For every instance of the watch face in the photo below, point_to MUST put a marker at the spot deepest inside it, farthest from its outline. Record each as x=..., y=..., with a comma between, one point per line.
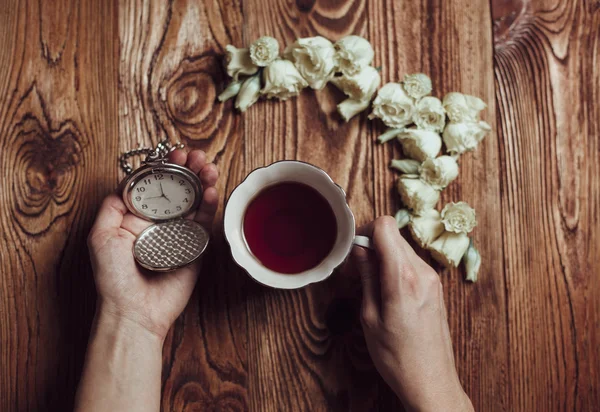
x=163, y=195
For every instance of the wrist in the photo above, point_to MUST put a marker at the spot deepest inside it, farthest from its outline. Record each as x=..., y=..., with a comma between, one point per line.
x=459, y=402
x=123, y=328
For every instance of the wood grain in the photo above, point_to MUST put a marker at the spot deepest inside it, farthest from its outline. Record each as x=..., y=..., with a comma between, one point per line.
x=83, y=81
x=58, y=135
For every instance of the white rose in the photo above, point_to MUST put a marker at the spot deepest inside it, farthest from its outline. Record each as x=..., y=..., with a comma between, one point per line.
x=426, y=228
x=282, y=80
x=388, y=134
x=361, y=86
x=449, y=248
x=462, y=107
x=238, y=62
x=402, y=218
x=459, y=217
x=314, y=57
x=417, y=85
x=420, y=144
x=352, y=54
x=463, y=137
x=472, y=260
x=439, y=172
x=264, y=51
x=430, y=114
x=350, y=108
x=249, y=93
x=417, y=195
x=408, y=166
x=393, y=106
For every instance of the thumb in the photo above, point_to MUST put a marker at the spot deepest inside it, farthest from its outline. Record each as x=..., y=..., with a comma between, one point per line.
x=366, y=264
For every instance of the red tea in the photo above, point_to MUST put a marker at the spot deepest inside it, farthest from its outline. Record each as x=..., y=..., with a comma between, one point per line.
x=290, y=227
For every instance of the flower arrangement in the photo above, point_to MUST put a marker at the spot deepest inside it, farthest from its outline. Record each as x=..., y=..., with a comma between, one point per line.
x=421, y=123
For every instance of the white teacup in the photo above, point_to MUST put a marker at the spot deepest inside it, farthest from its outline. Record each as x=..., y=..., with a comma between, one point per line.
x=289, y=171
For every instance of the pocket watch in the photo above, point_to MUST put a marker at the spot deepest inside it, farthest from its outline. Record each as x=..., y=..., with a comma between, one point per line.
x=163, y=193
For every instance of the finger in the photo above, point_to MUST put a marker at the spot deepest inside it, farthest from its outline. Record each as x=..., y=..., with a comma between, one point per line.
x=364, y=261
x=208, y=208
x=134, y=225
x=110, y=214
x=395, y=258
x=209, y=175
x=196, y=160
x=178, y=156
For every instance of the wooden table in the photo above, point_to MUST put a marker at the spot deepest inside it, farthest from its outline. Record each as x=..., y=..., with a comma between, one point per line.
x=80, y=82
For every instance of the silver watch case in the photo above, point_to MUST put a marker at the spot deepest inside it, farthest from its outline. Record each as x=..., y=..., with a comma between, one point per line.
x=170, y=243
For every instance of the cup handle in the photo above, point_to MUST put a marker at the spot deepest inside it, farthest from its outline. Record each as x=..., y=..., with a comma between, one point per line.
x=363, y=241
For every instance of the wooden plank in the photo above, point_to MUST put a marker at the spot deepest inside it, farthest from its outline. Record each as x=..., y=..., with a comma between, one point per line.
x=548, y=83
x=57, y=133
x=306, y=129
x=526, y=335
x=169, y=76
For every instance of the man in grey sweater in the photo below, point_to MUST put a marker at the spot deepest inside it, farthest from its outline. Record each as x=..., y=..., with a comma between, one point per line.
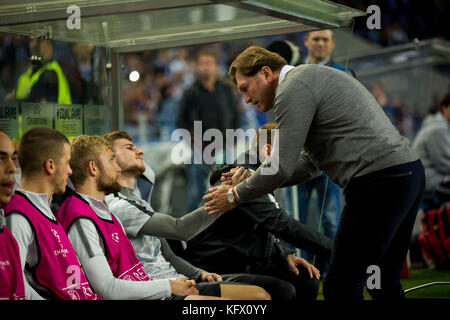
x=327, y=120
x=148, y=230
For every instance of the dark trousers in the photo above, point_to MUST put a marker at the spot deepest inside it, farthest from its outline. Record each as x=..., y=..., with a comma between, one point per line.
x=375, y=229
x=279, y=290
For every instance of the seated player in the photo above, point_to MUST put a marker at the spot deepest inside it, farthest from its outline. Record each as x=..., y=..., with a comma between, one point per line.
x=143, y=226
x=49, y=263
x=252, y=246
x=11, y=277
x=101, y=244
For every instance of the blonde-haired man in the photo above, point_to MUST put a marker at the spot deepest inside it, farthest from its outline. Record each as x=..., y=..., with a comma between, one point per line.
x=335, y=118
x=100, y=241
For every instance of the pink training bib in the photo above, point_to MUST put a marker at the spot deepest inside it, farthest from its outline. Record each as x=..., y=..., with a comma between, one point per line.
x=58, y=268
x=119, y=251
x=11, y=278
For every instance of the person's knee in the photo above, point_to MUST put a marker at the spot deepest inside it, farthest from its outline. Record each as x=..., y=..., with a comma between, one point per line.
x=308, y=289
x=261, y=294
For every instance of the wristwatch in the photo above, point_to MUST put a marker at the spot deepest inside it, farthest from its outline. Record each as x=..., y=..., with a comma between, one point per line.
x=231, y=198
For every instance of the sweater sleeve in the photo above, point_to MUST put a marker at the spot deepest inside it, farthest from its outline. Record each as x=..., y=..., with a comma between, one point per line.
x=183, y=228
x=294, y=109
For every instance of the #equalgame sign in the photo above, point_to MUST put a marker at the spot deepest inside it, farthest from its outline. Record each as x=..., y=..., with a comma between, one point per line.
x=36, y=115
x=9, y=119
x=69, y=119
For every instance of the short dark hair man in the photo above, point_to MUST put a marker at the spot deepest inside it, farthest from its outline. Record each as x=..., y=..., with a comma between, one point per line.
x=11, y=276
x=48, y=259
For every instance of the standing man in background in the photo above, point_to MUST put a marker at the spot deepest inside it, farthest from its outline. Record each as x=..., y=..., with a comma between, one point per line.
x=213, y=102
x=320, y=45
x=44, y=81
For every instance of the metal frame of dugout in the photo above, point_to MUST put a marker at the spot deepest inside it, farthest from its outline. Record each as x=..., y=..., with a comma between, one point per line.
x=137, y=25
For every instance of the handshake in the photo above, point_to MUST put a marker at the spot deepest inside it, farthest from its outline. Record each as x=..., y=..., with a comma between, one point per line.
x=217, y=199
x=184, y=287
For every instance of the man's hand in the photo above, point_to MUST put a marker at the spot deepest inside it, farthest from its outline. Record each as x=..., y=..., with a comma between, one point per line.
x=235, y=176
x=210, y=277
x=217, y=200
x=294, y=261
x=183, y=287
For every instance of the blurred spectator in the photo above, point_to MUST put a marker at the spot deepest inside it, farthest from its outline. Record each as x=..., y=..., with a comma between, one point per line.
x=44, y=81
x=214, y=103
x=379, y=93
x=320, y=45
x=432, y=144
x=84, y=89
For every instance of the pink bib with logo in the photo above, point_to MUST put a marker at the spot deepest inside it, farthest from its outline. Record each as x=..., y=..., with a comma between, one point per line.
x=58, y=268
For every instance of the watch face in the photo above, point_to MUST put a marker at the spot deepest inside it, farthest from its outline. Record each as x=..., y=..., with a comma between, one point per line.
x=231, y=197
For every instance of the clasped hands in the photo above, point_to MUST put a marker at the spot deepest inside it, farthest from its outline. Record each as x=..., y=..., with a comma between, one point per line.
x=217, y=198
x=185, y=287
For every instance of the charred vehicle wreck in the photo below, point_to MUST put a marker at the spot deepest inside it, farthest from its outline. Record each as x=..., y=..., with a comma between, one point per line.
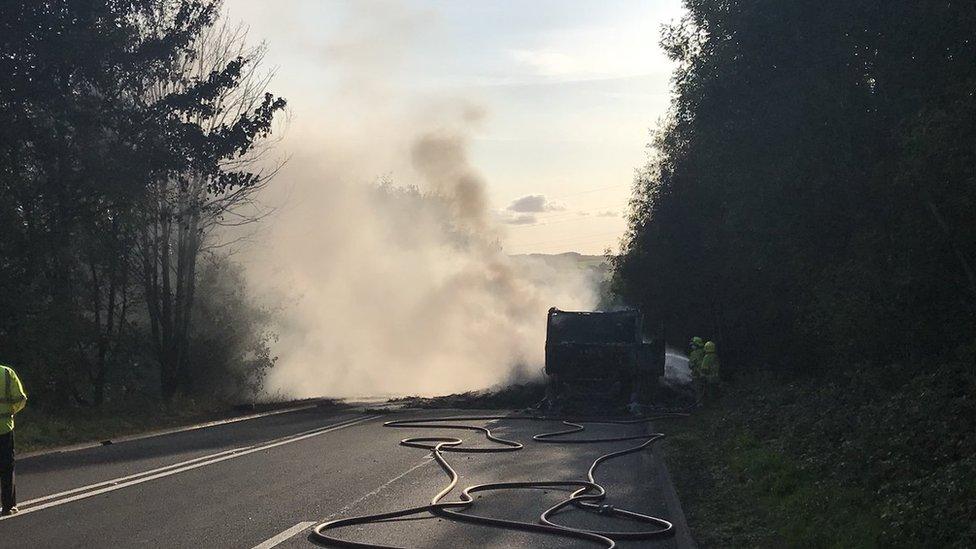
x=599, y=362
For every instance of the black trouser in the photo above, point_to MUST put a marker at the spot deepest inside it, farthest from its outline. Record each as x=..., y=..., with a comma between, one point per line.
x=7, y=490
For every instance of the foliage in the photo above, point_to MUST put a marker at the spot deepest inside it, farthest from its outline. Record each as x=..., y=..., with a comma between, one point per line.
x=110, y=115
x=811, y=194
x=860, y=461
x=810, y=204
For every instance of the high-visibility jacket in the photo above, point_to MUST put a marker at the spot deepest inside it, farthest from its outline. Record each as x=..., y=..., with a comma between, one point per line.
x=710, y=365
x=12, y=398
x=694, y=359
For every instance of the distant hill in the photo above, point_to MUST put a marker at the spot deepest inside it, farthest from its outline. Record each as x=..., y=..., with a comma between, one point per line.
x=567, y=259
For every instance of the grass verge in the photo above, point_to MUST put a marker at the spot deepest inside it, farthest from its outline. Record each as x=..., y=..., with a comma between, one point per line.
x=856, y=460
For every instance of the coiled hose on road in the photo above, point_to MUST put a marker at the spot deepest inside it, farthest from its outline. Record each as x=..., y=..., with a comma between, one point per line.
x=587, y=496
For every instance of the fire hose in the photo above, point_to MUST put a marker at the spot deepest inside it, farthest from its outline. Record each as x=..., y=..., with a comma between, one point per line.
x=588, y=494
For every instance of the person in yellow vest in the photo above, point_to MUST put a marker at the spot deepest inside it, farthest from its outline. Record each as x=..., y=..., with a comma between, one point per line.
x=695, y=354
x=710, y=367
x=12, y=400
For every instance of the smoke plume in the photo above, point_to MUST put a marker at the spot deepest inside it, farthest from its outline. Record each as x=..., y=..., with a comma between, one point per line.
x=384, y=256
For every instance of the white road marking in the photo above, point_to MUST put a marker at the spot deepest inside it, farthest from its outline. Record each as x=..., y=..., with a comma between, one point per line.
┄┄┄┄┄┄┄┄┄┄
[SET PROBLEM]: Copy out everything in the entries from the line that contains "For every instance of the pink training" down to the line that contains "x=48, y=259", keeping both of those lines.

[ANSWER TO THIS PROBLEM]:
For every instance of the pink training bib in the photo above, point_to MUST put a marker at the spot deepest inside it, farthest from its outline. Record each as x=..., y=..., with a comma between, one point per line.
x=58, y=268
x=119, y=251
x=11, y=278
For every instance of the person's knee in the photo above, point_to MUST put a marker at the spot deepest inside it, farthest from its outline. Record each as x=..., y=..., with a comma between, one point per line.
x=308, y=289
x=261, y=294
For every instance of the wristwatch in the photo above, point_to MUST put a marker at the spot deepest inside it, farthest from its outline. Record each as x=..., y=..., with a comma between, one point per line.
x=231, y=198
For every instance of the sweater sleeve in the photo above, point_to MUST put a marker at the spot deepest inside it, farthest from its outline. Record each as x=..., y=..., with a comma between, one point per line.
x=183, y=228
x=294, y=109
For every instance of the #equalgame sign in the photo above, point_to MUST put a marker at the spot deepest inside it, farthest from its outline. Record each as x=..., y=..., with a comma between, one point per line.
x=36, y=115
x=9, y=119
x=69, y=119
For every instance of the short dark hair man in the photo above, point_to MUST put a marker at the spot deepest inside it, farthest from its outline. Record each as x=..., y=..., with a comma between, one point per line.
x=11, y=276
x=48, y=259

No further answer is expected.